### Records for this task
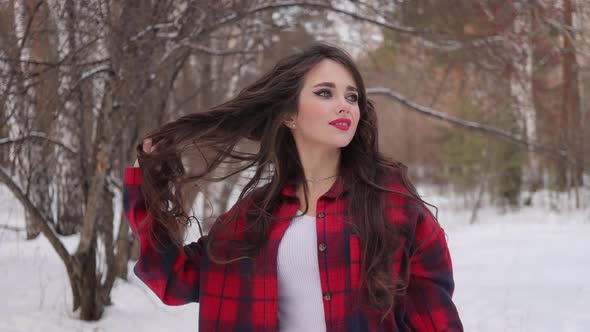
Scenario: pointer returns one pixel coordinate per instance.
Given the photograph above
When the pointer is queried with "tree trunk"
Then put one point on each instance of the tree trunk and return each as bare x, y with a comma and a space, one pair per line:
85, 285
571, 119
522, 85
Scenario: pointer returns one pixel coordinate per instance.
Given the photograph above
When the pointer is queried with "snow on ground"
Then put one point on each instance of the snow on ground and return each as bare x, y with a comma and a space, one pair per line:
525, 270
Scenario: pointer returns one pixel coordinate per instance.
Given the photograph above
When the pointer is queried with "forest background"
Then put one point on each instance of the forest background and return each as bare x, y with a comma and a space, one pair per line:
484, 100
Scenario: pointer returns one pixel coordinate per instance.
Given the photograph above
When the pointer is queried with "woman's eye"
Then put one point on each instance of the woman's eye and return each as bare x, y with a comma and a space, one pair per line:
323, 93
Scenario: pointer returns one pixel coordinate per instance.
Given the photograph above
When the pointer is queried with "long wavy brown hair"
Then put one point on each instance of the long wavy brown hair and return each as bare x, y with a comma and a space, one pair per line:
257, 114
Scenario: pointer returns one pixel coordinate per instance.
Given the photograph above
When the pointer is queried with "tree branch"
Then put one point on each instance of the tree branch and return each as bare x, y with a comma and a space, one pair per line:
37, 136
38, 218
474, 126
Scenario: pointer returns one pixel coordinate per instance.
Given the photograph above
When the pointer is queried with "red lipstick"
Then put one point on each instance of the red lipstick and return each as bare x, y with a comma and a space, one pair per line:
342, 123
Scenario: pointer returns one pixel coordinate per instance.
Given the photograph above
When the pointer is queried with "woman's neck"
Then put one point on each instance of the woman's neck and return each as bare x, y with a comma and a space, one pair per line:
320, 168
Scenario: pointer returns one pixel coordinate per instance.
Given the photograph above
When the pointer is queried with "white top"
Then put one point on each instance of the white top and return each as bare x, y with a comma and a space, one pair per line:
301, 306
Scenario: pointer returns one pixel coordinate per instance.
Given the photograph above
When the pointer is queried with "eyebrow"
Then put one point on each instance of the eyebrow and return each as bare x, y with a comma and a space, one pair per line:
332, 85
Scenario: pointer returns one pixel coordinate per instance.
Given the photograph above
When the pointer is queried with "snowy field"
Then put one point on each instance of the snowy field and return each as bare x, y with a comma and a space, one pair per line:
525, 270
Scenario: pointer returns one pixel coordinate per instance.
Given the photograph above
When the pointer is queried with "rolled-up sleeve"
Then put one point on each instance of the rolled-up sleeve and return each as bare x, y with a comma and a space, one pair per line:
428, 300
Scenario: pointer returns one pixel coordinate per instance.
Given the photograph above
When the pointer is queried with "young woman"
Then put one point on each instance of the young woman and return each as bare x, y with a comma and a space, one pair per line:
327, 235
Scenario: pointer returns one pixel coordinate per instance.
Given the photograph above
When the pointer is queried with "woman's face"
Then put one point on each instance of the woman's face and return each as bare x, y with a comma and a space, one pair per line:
328, 110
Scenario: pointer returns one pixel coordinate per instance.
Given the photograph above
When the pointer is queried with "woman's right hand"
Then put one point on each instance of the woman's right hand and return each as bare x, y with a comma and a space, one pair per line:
147, 148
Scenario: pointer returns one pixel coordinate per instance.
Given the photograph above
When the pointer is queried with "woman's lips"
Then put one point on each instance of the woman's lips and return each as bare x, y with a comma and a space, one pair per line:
342, 124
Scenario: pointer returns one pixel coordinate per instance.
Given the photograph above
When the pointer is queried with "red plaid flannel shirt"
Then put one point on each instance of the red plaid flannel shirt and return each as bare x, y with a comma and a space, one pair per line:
236, 297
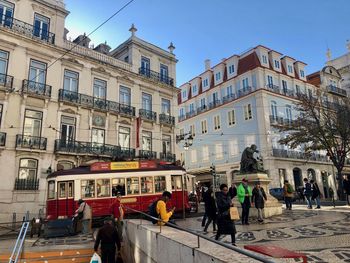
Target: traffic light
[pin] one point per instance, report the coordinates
(213, 170)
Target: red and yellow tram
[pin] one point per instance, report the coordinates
(138, 182)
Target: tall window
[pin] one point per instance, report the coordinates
(100, 87)
(124, 95)
(37, 72)
(41, 26)
(163, 72)
(32, 123)
(166, 144)
(124, 137)
(97, 136)
(248, 112)
(70, 81)
(217, 124)
(6, 13)
(166, 106)
(67, 129)
(146, 101)
(204, 126)
(146, 141)
(28, 169)
(231, 117)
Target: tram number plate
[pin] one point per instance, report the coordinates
(128, 200)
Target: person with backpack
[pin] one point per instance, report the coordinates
(288, 192)
(158, 209)
(307, 193)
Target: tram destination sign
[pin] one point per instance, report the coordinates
(114, 166)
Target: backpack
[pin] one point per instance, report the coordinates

### Exercise
Once the pictures are set aside, please reproduce the remaining material word for word.

### Completed task
Scenario: pointer returns one pixel coordinate per instance.
Given the photograph above
When the pointer is queried with "tree trunk"
Then put one point on each instance of the tree trunk and return each as bare x, y with a comma and a space, one pair per line:
85, 285
571, 119
522, 85
Scenario: pointer returns one pixel coordinate per instance.
Given the photograph above
When the pointer is queried with "snow on ground"
Then put one point on each instance of the snow on ground and return each as bare x, y with a comma and a space, one pair per line:
525, 270
Scenario: pointer returns one pixel coordinate per instance.
Given the photograph above
When the pointer is queried with "forest background"
Then put one point on each instance of the forest background and return each as bare x, y with a comma and a space, one pair per line:
484, 100
Scenario: pointer returns one pixel coordinate per instance.
Given the photograph above
When the pointer is queried with "woman's eye"
Then put one point on each instance of the woman's eye and return each as bare x, y with a comma and a space, one pair per line:
323, 93
Scenario: pointer returns one pixel coordinate per instance.
Given the photograph above
When the pointer is queried with "long wavy brown hair"
Then put one point on each instance of the long wavy brown hair and return each as bare x, y with a comma and a space, one pair per line:
257, 114
Scenario: pointer returns one pixel coordinate per instance.
Given the photograph above
When the pointer is queried with "tree branch"
Then put one point on each instance of the tree branch and return each as bare x, y with a comma and a space, one pair per line:
37, 136
38, 218
474, 126
Scenario: pointer returns one pixel coordinate per instance.
Given the photograph above
When the pointer is queried with "red lipstick"
Then put one point on each instance of the red lipstick and return each as bare x, y with a comma and a space, one pair per line:
342, 123
Scenario: pointer returns one pixel coordinate per instance.
Given the photograph above
When the pointer is queried with "woman's neck"
Then put one point on each instance of the woman's neck and return each as bare x, y with a comma and a space, one pair per line:
320, 168
Scenario: pointer returns one pixel coordinate per instance.
Given the photograph above
When the pointer is queried with "white top"
Then put one point on each instance of the white top and return each as bare x, y with a comma and a space, one pair per line:
301, 306
Scenario: pointer returns one pixel coordinate per instance.
Given the photograph above
When the pointer is queried with "eyebrow"
Then put one point on each instance of the eyebrow and return each as bare x, y with a comma and a space, one pair per line:
332, 85
Scenario: pointer returns one pixel coordinate per instance.
Given the photograph above
When the pointer is queried with "snowy field"
Then put one point on each instance of the snowy field and return each as bare x, y with a comma and a space, one pair per line:
525, 270
Scenario: pointer returns one pixel coordinate per instance.
Given the photograph above
When the pointer is queried with "rolled-up sleeve"
Then put one point on each instance of the rolled-up sleeve and return each as bare x, y with a comma and a space, one pair per line:
428, 300
Scenario: pointer returns one pixel coordinate per instance.
Given the photograph above
When the pointer is queried with "young woman"
Then put one point on each instance of the young woman and return each as bare x, y with a comma and a space, one pair per line:
327, 235
Scenario: pointer returns one pixel coordinate per instance.
Given the photograph above
When the pointer is queried with "woman's face"
Then put one point on each instance of the woman's face and return each as bare x, y with a comma and a space, one pair per line:
328, 110
Scenario: pointer returns one pixel coordinate per instance.
Given the photograph above
When the pointer is queried with "woman's right hand"
Then put one point on each instance of the woman's right hand and return each as bare x, y with a comma and a space, one pair per line:
147, 148
Scenario: pointer returns one pixel coordinate per instance.
Given the photograph above
When the pointer is queried with "woman's lips"
Then put one point on each instance of the woman's lips and return each as bare x, y with a comma and a space, one pair per line:
342, 124
Scenario: pointer returns one pixel coordinate per instance.
Given the photograph above
When the pointer is queried with "red plaid flannel shirt"
Then put one point on each instance of the red plaid flannel shirt and return each as bare x, y with a comma and a space, one pair per line:
236, 297
Target: traffic light
[pin] one point per instance, report the coordinates
(213, 170)
Target: red and yellow tram
[pin] one point per instance, report the coordinates
(138, 182)
Target: tall window
[pin] one point per instance, report the coordinates
(100, 87)
(124, 95)
(37, 72)
(41, 26)
(163, 72)
(32, 123)
(166, 144)
(124, 137)
(97, 136)
(248, 112)
(70, 81)
(217, 124)
(6, 13)
(166, 106)
(67, 129)
(146, 101)
(204, 126)
(146, 141)
(28, 169)
(231, 117)
Target: tram number plate
[pin] one point per instance, report the coordinates
(128, 200)
Target: person with backpack
[pin] one point per instance, report the coordinates
(288, 192)
(158, 209)
(307, 193)
Target: tram destination sign
[pin] one point per instance, report the coordinates
(114, 166)
Target: backpack
[pin] one point per instance, report the coordinates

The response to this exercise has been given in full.